> [WHAT TO DO]:
Which lines run from the one containing "Reviewer check: each instance of the utility" to the end of the records? Write them out exactly, both ends included, and nothing else.

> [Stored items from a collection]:
----------------

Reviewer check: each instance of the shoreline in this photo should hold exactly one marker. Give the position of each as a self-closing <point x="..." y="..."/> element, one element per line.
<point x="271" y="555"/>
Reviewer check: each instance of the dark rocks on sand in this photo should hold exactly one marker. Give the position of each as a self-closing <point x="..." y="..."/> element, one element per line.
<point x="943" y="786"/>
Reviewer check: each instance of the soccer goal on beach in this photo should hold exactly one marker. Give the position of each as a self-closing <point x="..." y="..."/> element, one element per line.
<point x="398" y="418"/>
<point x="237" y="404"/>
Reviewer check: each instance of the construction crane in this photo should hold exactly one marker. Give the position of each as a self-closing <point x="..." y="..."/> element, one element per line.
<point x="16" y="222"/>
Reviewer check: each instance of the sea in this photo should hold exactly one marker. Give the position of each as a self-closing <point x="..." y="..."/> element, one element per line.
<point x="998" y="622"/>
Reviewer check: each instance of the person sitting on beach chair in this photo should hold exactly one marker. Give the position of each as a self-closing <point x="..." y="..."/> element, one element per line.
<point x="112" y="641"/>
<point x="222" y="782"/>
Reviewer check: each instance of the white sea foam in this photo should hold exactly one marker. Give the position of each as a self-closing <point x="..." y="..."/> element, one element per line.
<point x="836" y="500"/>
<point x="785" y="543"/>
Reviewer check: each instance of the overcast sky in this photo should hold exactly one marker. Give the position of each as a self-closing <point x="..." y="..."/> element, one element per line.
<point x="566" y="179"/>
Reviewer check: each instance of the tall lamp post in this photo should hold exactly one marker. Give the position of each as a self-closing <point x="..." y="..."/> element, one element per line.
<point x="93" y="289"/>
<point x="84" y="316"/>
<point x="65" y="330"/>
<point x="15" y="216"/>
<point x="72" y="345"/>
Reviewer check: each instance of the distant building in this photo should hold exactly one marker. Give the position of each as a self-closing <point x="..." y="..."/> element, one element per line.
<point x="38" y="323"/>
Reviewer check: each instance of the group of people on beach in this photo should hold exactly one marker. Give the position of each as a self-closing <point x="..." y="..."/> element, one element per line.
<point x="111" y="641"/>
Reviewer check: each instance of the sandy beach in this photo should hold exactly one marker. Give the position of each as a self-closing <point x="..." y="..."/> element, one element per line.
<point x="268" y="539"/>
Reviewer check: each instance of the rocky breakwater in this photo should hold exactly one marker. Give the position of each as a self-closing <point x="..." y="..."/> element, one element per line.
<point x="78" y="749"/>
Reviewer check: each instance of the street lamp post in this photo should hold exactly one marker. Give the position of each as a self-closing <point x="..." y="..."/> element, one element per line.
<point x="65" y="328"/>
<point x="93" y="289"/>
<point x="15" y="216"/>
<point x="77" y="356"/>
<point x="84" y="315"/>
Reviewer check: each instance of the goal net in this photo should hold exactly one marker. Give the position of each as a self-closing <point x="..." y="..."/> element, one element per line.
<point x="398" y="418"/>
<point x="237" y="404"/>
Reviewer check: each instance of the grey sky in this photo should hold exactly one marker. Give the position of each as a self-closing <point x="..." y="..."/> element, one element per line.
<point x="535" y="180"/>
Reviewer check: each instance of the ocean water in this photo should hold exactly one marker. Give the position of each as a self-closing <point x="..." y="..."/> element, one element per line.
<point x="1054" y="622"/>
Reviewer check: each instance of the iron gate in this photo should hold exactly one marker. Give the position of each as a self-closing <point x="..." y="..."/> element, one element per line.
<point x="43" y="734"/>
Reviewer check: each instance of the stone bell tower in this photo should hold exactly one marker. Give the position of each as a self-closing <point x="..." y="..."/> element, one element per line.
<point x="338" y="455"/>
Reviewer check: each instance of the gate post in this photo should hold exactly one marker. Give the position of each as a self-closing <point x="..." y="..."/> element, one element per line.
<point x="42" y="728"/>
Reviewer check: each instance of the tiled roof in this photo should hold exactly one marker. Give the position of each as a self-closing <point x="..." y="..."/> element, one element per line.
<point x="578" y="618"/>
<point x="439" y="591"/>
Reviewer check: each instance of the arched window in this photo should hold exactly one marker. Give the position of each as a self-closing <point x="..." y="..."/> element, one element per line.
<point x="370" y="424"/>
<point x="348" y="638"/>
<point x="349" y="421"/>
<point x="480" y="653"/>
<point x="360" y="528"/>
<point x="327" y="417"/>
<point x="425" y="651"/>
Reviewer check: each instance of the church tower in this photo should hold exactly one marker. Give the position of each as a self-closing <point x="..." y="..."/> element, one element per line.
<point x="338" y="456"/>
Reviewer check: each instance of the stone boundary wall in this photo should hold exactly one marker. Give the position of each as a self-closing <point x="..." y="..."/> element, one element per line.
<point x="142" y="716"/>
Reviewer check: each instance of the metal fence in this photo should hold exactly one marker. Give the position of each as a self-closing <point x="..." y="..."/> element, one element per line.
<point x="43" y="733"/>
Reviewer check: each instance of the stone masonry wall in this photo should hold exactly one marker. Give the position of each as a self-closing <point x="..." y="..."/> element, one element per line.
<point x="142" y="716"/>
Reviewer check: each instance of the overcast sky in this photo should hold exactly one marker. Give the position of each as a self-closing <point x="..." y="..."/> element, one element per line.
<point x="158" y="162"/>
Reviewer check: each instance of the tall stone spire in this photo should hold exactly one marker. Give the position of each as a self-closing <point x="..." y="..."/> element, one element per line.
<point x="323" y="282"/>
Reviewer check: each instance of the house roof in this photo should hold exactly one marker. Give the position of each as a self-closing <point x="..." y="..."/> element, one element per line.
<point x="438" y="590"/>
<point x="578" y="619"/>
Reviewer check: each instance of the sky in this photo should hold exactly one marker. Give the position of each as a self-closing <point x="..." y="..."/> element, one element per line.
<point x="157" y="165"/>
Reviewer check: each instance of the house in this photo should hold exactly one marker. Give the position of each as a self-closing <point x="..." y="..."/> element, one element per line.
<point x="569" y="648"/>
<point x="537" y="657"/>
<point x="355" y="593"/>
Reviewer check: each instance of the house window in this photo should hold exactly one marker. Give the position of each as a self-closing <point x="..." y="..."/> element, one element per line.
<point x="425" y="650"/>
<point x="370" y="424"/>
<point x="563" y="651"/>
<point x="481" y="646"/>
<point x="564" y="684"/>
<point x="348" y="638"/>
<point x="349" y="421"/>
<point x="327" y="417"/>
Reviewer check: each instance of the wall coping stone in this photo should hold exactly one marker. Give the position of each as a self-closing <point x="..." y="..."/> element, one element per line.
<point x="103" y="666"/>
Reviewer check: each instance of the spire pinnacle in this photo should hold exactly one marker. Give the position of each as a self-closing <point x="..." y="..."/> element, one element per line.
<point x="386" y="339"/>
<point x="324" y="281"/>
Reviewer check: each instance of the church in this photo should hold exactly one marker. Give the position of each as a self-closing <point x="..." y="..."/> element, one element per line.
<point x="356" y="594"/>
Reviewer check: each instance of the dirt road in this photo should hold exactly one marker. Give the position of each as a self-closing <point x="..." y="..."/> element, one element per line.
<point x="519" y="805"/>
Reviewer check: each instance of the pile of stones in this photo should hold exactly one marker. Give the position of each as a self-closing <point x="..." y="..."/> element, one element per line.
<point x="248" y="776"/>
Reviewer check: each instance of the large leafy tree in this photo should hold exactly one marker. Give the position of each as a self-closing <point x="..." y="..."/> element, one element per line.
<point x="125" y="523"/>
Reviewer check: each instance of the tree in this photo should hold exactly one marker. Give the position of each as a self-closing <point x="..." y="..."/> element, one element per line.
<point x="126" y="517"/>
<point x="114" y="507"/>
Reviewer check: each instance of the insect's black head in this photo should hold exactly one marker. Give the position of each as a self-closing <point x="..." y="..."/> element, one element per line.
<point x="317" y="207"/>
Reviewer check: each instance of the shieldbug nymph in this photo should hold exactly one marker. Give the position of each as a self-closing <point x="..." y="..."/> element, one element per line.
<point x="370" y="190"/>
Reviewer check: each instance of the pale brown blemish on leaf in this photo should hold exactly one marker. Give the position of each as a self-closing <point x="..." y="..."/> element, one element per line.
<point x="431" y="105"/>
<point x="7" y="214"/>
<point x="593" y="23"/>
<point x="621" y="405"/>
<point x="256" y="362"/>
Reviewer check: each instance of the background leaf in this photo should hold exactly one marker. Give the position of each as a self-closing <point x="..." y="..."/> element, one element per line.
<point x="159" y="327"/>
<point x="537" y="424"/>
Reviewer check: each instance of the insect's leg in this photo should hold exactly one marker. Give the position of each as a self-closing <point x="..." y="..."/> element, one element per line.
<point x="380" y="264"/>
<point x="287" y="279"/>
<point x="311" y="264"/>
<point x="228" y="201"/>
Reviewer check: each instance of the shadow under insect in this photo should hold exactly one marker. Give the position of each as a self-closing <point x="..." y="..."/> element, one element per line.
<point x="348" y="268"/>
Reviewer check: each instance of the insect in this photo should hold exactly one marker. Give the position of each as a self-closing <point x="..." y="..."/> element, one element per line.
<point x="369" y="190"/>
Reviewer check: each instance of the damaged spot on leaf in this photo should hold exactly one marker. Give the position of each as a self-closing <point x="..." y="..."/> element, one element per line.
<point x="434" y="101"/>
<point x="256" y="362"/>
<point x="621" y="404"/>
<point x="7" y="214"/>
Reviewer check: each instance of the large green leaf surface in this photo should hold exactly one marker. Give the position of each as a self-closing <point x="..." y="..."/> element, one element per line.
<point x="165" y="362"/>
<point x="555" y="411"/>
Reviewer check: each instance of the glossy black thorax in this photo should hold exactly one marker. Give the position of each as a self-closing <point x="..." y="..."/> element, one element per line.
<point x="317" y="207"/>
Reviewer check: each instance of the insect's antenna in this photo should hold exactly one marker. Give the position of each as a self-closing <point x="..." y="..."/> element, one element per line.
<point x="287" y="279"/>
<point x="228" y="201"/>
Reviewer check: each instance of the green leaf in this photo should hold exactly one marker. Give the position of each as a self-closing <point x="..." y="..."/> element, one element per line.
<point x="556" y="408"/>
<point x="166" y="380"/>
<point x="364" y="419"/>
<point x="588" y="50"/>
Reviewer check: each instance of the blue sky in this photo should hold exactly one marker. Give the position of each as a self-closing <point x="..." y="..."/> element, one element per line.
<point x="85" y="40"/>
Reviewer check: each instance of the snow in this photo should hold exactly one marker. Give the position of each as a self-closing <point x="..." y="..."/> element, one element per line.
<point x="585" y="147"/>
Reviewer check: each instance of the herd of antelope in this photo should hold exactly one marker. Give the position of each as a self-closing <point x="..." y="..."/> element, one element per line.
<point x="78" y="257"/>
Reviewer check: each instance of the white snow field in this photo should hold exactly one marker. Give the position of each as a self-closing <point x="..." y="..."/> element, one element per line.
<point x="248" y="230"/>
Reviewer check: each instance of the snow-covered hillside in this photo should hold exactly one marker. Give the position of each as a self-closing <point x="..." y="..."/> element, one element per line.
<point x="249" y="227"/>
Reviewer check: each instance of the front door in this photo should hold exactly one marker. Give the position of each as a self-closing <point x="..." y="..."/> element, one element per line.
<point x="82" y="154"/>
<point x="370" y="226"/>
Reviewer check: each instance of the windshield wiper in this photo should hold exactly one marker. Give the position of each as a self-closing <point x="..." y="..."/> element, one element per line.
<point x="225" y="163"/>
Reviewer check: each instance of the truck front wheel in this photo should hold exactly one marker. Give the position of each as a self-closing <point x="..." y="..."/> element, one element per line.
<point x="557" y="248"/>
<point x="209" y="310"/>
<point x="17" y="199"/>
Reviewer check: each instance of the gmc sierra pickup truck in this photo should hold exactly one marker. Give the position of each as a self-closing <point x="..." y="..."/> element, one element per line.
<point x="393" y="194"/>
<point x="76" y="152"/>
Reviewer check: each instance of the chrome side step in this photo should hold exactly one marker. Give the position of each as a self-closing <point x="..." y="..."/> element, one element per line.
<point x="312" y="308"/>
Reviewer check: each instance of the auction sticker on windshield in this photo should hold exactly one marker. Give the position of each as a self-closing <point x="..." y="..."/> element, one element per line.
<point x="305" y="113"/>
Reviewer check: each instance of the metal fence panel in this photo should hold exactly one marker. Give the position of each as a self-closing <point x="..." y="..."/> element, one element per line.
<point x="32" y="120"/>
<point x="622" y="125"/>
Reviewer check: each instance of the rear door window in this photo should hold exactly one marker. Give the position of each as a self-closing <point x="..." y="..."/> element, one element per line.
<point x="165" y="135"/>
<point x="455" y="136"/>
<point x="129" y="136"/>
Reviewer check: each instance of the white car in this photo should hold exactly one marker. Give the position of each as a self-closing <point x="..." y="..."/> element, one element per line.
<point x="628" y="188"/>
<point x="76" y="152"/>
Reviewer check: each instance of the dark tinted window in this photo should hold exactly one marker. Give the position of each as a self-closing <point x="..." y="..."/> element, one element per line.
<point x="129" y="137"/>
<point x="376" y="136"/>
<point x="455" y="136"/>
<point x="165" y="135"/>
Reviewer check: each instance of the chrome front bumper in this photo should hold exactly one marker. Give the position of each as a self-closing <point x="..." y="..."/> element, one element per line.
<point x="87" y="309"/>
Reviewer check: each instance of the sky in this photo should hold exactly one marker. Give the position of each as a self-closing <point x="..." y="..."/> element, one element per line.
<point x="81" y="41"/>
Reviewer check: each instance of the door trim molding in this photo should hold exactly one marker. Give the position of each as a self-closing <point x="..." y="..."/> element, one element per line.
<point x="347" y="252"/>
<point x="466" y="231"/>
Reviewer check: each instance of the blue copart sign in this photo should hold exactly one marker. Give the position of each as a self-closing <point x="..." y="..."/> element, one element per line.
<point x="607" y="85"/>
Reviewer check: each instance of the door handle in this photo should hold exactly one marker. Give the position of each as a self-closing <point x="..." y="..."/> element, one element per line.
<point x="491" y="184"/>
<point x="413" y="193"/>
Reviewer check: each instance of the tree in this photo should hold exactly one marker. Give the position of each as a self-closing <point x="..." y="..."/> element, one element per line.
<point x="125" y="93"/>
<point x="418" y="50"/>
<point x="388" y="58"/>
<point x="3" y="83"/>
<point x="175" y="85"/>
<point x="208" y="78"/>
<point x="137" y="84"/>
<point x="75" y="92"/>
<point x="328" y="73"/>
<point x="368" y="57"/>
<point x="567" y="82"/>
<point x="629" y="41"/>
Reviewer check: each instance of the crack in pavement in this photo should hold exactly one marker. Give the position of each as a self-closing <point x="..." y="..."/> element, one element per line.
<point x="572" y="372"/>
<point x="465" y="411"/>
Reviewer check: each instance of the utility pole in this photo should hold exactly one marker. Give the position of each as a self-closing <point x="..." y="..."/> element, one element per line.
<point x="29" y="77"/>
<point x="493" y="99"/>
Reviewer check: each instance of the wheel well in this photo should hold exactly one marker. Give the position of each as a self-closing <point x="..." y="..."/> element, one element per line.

----------------

> [REPLY TO THE EXERCISE]:
Reviewer check: each instance of the utility pole in this photo should hold exactly one marker. Give the position of each as a self-closing <point x="..." y="..."/> element, one element per line.
<point x="29" y="77"/>
<point x="493" y="99"/>
Reviewer check: each instance of the wheel well in this photo should hold exactly one marker. Give the position of each as a self-closing <point x="..." y="..."/> element, one element per line.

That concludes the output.